### Goal of the exercise
Could you copy each line of the entries that contains "cloudy"?

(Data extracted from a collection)
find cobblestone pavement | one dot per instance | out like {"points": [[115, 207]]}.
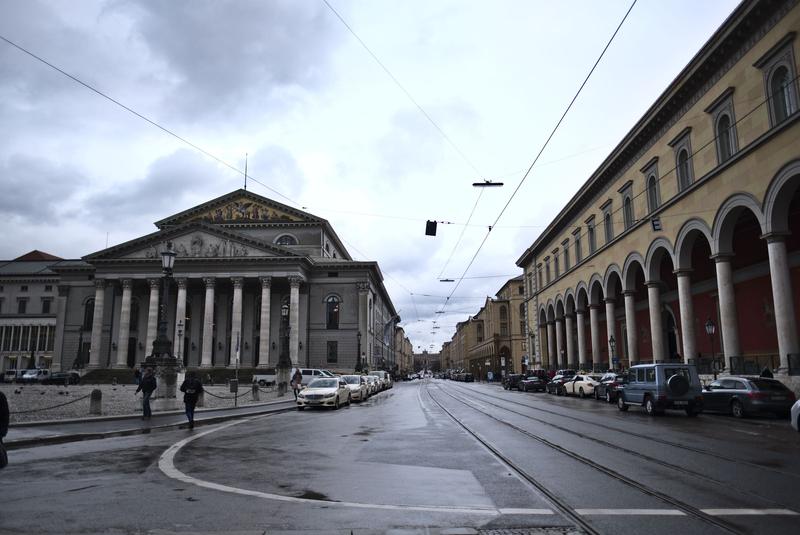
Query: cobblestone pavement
{"points": [[33, 403]]}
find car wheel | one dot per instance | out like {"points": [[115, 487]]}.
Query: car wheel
{"points": [[649, 406]]}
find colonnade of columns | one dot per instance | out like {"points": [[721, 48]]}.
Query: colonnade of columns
{"points": [[206, 359]]}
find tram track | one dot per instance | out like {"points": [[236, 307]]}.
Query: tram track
{"points": [[559, 503], [713, 454]]}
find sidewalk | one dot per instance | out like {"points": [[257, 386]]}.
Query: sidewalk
{"points": [[26, 435]]}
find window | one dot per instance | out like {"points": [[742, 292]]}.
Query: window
{"points": [[286, 239], [332, 312], [333, 351], [778, 66], [88, 315]]}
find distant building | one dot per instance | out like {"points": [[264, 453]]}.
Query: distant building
{"points": [[253, 279]]}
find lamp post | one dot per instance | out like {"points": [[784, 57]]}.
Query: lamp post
{"points": [[358, 355], [711, 328]]}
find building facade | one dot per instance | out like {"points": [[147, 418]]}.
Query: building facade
{"points": [[253, 280], [684, 245]]}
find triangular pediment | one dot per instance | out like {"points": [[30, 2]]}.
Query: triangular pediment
{"points": [[238, 207], [193, 241]]}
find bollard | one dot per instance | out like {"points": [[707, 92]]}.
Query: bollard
{"points": [[96, 402]]}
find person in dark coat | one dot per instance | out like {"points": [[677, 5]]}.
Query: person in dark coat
{"points": [[147, 385], [4, 417], [191, 388]]}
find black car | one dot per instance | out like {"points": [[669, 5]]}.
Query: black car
{"points": [[609, 386], [511, 381], [532, 383], [743, 396]]}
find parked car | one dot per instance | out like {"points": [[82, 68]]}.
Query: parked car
{"points": [[556, 384], [357, 384], [324, 392], [532, 383], [608, 389], [658, 387], [743, 396], [581, 385], [511, 381], [63, 378]]}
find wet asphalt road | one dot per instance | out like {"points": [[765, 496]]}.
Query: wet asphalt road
{"points": [[400, 462]]}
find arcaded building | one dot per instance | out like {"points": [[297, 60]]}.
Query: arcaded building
{"points": [[684, 244]]}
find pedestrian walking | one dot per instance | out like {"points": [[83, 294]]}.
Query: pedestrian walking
{"points": [[4, 417], [192, 387], [297, 382], [147, 385]]}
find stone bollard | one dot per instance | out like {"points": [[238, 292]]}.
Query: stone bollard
{"points": [[96, 402]]}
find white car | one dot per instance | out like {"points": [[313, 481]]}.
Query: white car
{"points": [[325, 392], [357, 385]]}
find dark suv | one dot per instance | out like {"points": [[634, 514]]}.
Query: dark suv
{"points": [[658, 387]]}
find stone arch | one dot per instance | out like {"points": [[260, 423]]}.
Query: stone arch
{"points": [[686, 238], [610, 282], [655, 253], [629, 273], [725, 221], [779, 196]]}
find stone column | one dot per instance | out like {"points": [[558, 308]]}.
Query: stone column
{"points": [[124, 324], [294, 319], [594, 327], [630, 327], [236, 319], [782, 299], [263, 334], [97, 323], [180, 318], [208, 324], [569, 326], [551, 344], [152, 315], [580, 319], [688, 335], [656, 323], [562, 357], [611, 328], [727, 309]]}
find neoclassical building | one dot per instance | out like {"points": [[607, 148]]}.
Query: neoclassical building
{"points": [[685, 243], [253, 279]]}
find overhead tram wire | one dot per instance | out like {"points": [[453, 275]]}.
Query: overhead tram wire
{"points": [[142, 117], [544, 146]]}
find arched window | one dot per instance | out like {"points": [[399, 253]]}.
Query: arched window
{"points": [[653, 197], [724, 138], [286, 239], [682, 165], [780, 88], [88, 314], [332, 312], [627, 212]]}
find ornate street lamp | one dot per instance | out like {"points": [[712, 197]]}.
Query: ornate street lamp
{"points": [[711, 328]]}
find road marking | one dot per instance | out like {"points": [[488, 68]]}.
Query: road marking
{"points": [[740, 512], [631, 512]]}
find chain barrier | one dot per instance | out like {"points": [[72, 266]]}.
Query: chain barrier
{"points": [[53, 407]]}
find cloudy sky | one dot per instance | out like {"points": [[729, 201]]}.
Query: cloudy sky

### Task answer
find cloudy sky | one dot per instance | out like {"points": [[729, 201]]}.
Query: cloudy sky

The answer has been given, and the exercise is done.